● Tarefa a realizar:
Por favor, organize em tabela Markdown o trecho dos dados que vai da linha que contém "Could you confirm whether any small" até o fim dos dados, com as duas extremidades incluídas e sem as linhas em branco. Use a coluna Nº para o número de ordem de cada linha e a coluna Linha para o texto dela.

● Linhas:
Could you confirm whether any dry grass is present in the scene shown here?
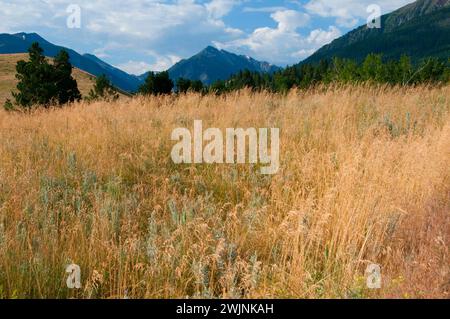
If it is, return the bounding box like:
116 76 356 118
0 86 450 298
0 54 94 108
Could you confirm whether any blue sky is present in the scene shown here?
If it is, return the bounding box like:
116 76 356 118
0 0 414 74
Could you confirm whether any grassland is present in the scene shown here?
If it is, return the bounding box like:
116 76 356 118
0 54 94 107
0 86 450 298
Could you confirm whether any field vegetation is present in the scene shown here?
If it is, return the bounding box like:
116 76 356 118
0 85 450 298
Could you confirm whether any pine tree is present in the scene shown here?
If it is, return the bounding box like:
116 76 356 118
86 74 119 102
5 42 81 109
53 50 81 105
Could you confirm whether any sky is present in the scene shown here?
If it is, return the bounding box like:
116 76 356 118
0 0 414 74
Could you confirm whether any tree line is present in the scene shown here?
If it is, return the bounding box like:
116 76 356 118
4 43 450 110
209 54 450 94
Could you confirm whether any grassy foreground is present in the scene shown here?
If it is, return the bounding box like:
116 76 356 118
0 86 450 298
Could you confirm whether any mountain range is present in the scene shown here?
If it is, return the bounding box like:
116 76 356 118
0 0 450 92
0 33 280 92
301 0 450 64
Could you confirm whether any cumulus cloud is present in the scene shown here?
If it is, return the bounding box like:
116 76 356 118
304 0 415 27
0 0 242 73
215 10 341 65
0 0 412 74
116 60 157 75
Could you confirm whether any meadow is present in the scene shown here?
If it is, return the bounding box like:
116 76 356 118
0 85 450 298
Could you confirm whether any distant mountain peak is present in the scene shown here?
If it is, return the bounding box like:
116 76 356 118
169 46 280 84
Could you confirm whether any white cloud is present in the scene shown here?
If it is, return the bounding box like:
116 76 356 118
0 0 242 70
205 0 240 19
242 7 287 13
215 10 341 65
304 0 414 28
270 10 310 32
0 0 412 73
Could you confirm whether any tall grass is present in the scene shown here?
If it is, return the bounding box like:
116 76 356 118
0 86 450 298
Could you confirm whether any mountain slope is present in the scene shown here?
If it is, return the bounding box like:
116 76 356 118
0 33 141 92
0 53 94 108
169 46 280 84
301 0 450 64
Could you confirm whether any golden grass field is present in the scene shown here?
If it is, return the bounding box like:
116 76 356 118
0 86 450 298
0 53 94 108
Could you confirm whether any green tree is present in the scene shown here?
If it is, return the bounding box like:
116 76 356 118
177 78 192 93
53 50 81 105
139 71 174 95
87 74 119 102
5 42 81 109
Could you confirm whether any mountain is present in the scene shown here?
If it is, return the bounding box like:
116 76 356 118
0 53 95 108
301 0 450 64
163 46 280 84
0 33 142 92
0 33 280 92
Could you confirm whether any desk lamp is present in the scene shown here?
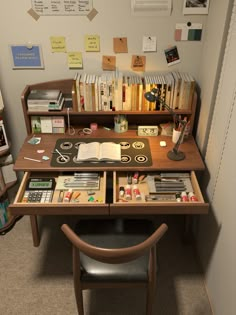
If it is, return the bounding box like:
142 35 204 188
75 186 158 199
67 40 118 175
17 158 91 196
144 88 187 161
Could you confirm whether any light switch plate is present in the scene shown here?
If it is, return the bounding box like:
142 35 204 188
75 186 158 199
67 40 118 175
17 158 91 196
138 126 158 137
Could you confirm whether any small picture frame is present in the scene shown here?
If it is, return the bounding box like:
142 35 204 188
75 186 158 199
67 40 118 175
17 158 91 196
0 121 9 152
183 0 210 15
164 46 180 66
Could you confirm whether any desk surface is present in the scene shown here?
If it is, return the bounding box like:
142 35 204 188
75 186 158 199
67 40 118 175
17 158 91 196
14 129 205 172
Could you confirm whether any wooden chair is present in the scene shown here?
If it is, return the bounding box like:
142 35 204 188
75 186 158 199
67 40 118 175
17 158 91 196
61 219 168 315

● Resultado do exercício:
| Nº | Linha |
|---|---|
| 1 | Could you confirm whether any small picture frame is present in the scene shown here? |
| 2 | If it is, return the bounding box like: |
| 3 | 142 35 204 188 |
| 4 | 75 186 158 199 |
| 5 | 67 40 118 175 |
| 6 | 17 158 91 196 |
| 7 | 0 121 9 152 |
| 8 | 183 0 210 15 |
| 9 | 164 46 180 66 |
| 10 | Could you confirm whether any desk surface is present in the scene shown here? |
| 11 | If it is, return the bounding box like: |
| 12 | 142 35 204 188 |
| 13 | 75 186 158 199 |
| 14 | 67 40 118 175 |
| 15 | 17 158 91 196 |
| 16 | 14 129 205 172 |
| 17 | Could you confirm whether any wooden chair is present in the scene shown here? |
| 18 | If it is, return the bounding box like: |
| 19 | 142 35 204 188 |
| 20 | 75 186 158 199 |
| 21 | 67 40 118 175 |
| 22 | 17 158 91 196 |
| 23 | 61 219 168 315 |